◆ **Prompt 1**
Reproduce word for word the part of the article on heroin addiction in Pakistan that opens with the words containing "Heroin Scourges Million" and closes with "police and passers-by.".
───── Document extract
Heroin Scourges Million Pakistanis

By JOHN F. BURNS
Published: April 05, 1995
 

In lucid moments, Mohammed Ilyas has happy memories of life as a fisherman on one of Karachi’s deep-sea shark boats. But that was 10 years ago, before Mr. Ilyas began smoking the low-grade heroin he knows as “brown sugar,” and before home became a threadbare blanket tacked to a grimy Karachi wall as a windbreak.

Now, Mr. Ilyas’s addiction brings him to the same lonely spot each night, with a sliver of silver paper to hold the heroin bought with a day’s panhandling in the docks, and a lighted taper to heat the powder into the vapors he inhales. On either side, fellow addicts crouch in their own pitiful isolation, ignored by the police and passers-by.

“What can I do, sir?” Mr. Ilyas asked on a recent evening, between pulls on the tube of rolled paper he uses as a pipe. “I would like to do something. I would like to be back with my family. But the brown sugar tastes too good.”

For Mr. Ilyas, who is 25, and 1.5 million other heroin addicts in Pakistan, there is little to prevent a slide that often leads to a lonely death. In a country of 120 million people, most of them poor and illiterate, heroin addicts are left mostly to fend for themselves. There is little in the way of help, and not much ceremony in the morning sweeps by private charities that carry wasted addicts’ bodies to the morgue.

The tragedy for Pakistan set in much deeper 15 years ago, when Afghan warlords, thrown into turmoil by the Soviet military intervention in their country, stepped up the growing of opium poppies as other forms of commerce collapsed. The product, as opium gum, traveled down old trade routes into the deserts and mountains along Afghanistan’s border, where Pakistani frontiersmen, who grow tons of opium themselves, took the gum and ran it through refineries, producing the cheap “brown sugar” smoked by Mr. Ilyas, as well as heroin in its purer, more lucrative forms.
──────────
───── Rows
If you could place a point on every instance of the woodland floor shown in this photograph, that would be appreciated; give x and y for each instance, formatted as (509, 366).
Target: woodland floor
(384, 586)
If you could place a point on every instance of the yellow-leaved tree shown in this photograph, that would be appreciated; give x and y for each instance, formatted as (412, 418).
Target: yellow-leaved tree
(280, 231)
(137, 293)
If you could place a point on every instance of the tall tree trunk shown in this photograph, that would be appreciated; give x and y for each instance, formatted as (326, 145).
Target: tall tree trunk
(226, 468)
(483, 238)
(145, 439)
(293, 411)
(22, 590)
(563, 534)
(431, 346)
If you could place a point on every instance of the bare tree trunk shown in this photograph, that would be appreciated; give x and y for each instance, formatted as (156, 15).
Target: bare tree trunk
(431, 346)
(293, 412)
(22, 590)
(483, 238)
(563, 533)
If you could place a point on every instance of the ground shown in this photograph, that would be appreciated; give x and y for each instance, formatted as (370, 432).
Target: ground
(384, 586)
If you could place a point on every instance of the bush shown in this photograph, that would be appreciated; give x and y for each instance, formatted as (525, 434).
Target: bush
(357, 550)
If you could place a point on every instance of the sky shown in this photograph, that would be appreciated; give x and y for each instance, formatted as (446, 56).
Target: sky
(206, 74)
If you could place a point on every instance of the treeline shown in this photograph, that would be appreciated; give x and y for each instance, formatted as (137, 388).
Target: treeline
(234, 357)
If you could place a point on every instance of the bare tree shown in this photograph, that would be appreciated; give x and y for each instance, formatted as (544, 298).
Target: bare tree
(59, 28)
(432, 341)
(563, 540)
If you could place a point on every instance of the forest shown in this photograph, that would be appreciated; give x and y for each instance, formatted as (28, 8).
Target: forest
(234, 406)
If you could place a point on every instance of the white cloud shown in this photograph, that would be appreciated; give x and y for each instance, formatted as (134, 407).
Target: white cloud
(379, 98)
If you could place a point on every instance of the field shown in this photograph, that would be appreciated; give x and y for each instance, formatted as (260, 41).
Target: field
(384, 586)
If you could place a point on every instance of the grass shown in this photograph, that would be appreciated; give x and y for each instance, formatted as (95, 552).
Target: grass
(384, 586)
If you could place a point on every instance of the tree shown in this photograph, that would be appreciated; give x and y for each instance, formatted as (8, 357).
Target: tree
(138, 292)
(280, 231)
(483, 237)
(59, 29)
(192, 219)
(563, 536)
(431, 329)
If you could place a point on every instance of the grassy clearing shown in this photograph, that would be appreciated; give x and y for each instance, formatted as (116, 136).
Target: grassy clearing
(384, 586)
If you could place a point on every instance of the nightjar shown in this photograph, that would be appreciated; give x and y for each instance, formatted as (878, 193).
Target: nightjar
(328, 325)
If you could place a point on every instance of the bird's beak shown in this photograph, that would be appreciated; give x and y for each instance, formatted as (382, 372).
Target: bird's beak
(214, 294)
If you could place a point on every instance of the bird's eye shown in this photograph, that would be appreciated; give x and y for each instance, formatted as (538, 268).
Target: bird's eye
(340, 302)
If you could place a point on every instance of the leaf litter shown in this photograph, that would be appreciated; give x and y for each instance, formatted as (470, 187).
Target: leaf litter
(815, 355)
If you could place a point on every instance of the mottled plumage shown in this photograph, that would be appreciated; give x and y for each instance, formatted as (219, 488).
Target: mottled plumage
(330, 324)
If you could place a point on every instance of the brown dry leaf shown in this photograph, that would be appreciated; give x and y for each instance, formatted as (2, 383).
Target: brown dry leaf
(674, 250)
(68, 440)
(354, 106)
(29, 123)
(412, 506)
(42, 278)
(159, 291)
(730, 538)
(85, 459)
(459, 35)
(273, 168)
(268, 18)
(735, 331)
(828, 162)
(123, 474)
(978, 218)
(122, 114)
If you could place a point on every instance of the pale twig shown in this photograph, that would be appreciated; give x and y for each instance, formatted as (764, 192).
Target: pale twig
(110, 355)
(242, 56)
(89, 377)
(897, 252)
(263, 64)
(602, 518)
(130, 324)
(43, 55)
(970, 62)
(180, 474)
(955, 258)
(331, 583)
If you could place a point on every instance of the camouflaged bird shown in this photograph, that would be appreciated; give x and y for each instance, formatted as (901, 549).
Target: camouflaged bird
──────────
◆ **Prompt 2**
Write out the listing word for word, starting at the line containing "as (901, 549)." and running through the listing's last line, both included.

◆ **Problem solution 1**
Heroin Scourges Million Pakistanis

By JOHN F. BURNS
Published: April 05, 1995
 

In lucid moments, Mohammed Ilyas has happy memories of life as a fisherman on one of Karachi’s deep-sea shark boats. But that was 10 years ago, before Mr. Ilyas began smoking the low-grade heroin he knows as “brown sugar,” and before home became a threadbare blanket tacked to a grimy Karachi wall as a windbreak.

Now, Mr. Ilyas’s addiction brings him to the same lonely spot each night, with a sliver of silver paper to hold the heroin bought with a day’s panhandling in the docks, and a lighted taper to heat the powder into the vapors he inhales. On either side, fellow addicts crouch in their own pitiful isolation, ignored by the police and passers-by.

◆ **Problem solution 2**
If you could place a point on every instance of the camouflaged bird shown in this photograph, that would be appreciated; give x and y for each instance, formatted as (901, 549).
Target: camouflaged bird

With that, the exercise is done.